*Metin Parçası*.
+--

Gazeteci Fehmi Koru, yaşanan ekonomik kriz üzerinden AKP Genel Başkanı  Cumhurbaşkanı Erdoğan'ın “Ekonomik kurtuluş savaş başlatıyoruz" açıklamasını köşesine taşıdı.

“Ekonomik kurtuluş savaşı” başlatılacak gibi… İyi de kime karşı bir savaş bu?" başlıklı yazısında Cumhurbaşkanı Erdoğan hükümetine eleştirilerde bulunan Koru, şu ifadeleri kullandı:

"Dün bir programa katılmak üzere evden çıkarken televizyon ekranının altından akan dolarla ilgili anlık bilgi 11.35 TL’yi gösteriyordu; gideceğim yere vardığımda bir gazetenin internet sitesindeki rakama baktım, orada 1 doların 11.44 TL olduğu bilgisi yer alıyordu.
Artık bir noktada sabitleşsin beklentisi var ama dolar gün boyu inişler çıkışlar yaşıyor ve TL için bu daha da zararlı.
“Bir saat içinde ne oldu da paramızda 10 kuruşa yakın kayıp yaşandı?” merakım kısa sürede cevap buldu: Meğer o sırada  AK Parti  genel başkanı da olan Cumhurbaşkanı  Tayyip Erdoğan, başkanlık ettiği bakanlar kurulu toplantısı sonrasında konuşma yapmaktaymış…
Cumhurbaşkanı Erdoğan konuşmasında, “Kurdaki yükselişi bahane ederek hiçbir mantıklı izahı olmayan fahiş fiyat artışları yapan fırsatçılara göz açtırmayacağız, hepsinin tepesine bineceğiz. Ülkemizi denklemin dışına itmek isteyenlerin kur, faiz ve fiyat artışı üzerinden oynadıkları oyunu görüyor, kendi oyun planımızla devam etme irademizi ortaya koyuyoruz” etkili cümlelerini dinleyicilerine ilettikten sonra, “Ekonomik kurtuluş savaşı yapıyoruz” da demiş…
Önceleri, içinde “Savaş yapıyoruz” türü bir bildirim geçen cümleler telaffuz ettiğinde, Cumhurbaşkanı Erdoğan, genellikle, karşısındaki dinleyenlerden alkış, konuşmasını canlı nakleden yayınları izleyenlerden de destek alırdı; fiyattaki oynamaya bakılırsa bu defa dinleyenler ellerindeki TL’yi dolarla değiştirmeye koşmuş olmalı.
Marketlere gidenler fark ediyordur: Günün belli bir saatinde bir görevli raflar arasında dolaşarak etiketlerdeki fiyatları değiştiriyor. Cumhurbaşkanı Erdoğan’ın dikkati buna çekilmiş olmalı ki, ‘fahiş fiyat artışları’ dediği bir gelişmeden söz ediyor ve bunu yapanların ‘tepesine binecekleri’ tehdidinde bulunuyor.

+--

*Verilen Kayıtlar*.

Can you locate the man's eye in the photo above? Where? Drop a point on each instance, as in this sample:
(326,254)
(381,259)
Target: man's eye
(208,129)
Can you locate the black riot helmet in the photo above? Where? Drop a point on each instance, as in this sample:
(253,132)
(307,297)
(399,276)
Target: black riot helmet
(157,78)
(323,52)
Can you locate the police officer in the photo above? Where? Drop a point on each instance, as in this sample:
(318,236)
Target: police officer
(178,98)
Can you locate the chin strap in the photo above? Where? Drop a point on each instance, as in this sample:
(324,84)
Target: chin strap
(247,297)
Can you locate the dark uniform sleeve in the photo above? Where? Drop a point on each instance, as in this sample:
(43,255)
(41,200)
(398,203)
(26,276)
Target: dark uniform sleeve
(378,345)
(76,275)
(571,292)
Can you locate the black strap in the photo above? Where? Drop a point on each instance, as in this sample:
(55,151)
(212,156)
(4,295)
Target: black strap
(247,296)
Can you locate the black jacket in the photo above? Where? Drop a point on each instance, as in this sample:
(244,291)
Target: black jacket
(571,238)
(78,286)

+--

*Görev Tanımları*.
1/ Ekonomik kurtuluş savaşı yazısına göre aşağıdaki soruları yanıtlayın:
(a) Koru evden çıkarken televizyon ekranında dolar kaç TL'yi gösteriyordu?
(b) Gideceği yere vardığında baktığı gazete sitesinde 1 dolar kaç TL olarak yer alıyordu?
(c) Marketlerde günün belli bir saatinde görevli ne yapıyor?
2/ Ekonomik kurtuluş savaşı yazısını iki cümleyle özetleyin.
3/ Ekonomik kurtuluş savaşı yazısının devamını yazın.

*Görev Sonuçları*.
1/
(a) Dolar 11.35 TL'yi gösteriyordu.
(b) 1 dolar 11.44 TL olarak yer alıyordu.
(c) Görevli, raflar arasında dolaşarak etiketlerdeki fiyatları değiştiriyor.

2/ Gazeteci Fehmi Koru, Cumhurbaşkanı Erdoğan'ın bakanlar kurulu toplantısı sonrasında "Ekonomik kurtuluş savaşı yapıyoruz" dediği konuşma sırasında TL'nin bir saat içinde 10 kuruşa yakın değer kaybettiğini yazıyor. Koru, marketlerde etiketlerdeki fiyatların gün içinde değiştirildiğini belirterek Erdoğan'ın fahiş fiyat artışı yapanların "tepesine binecekleri" tehdidine değiniyor.

3/
Bu gerekçeyle ‘birilerinin’ -ülkenin her köşesinde şubeleri bulunan beş büyük market firmasının- tepesine binildi zaten; toplam 5 milyar 700 milyon TL cezaya çarptırıldılar…
Yeniden aynı firmalara cezalar mı yağacak, yoksa bu beş firmaya yenileri mi eklenecek?
İyi ama marketler -tabii bakkallar ve onlara tedarikte bulunanlar da- durduk yere fiyat artışına mı gidiyorlar?
Aslında Cumhurbaşkanı Erdoğan’ın tehdit de içeren konuşmasında bu sorunun cevabı bulunuyor: Fiyat artışları kurdaki yükseliş -yani TL’nin yabancı paralar karşısında değer yitirmesi- ile irtibatlı. Dolardaki değer artışı yüzünden artıyor fiyatlar… Firmalar stok bulundurmadıkları için üretici veya toptancıdan yüksek fiyattan gelen yeni malları her zamanki kâr marjlarını ekleyerek raflara yerleştirirken, eskiden aldıkları aynı malları da yeni fiyattan etiketlemek ihtiyacı duyuyorlar.
Malları tükettiklerinde artık yeni fiyattan satın almak zorunda kalacakları hesabıyla…
Öyle yapmasalar, kısa süre sonra, kepenk kapatmak zorunda kalırlar çünkü.
Fiyat artışlarını önlemenin yolu, firmalara ağır cezalar yağdırmak veya yağdırılacağını duyurmak değil, TL’nin değerini yabancı paralar karşısında sabitlemektir.
Enflasyona karşı tedbir alıyor firmalar.
Durduk yere artmıyor enflasyon; artış biraz da faizle oynanmasıyla ilişkili.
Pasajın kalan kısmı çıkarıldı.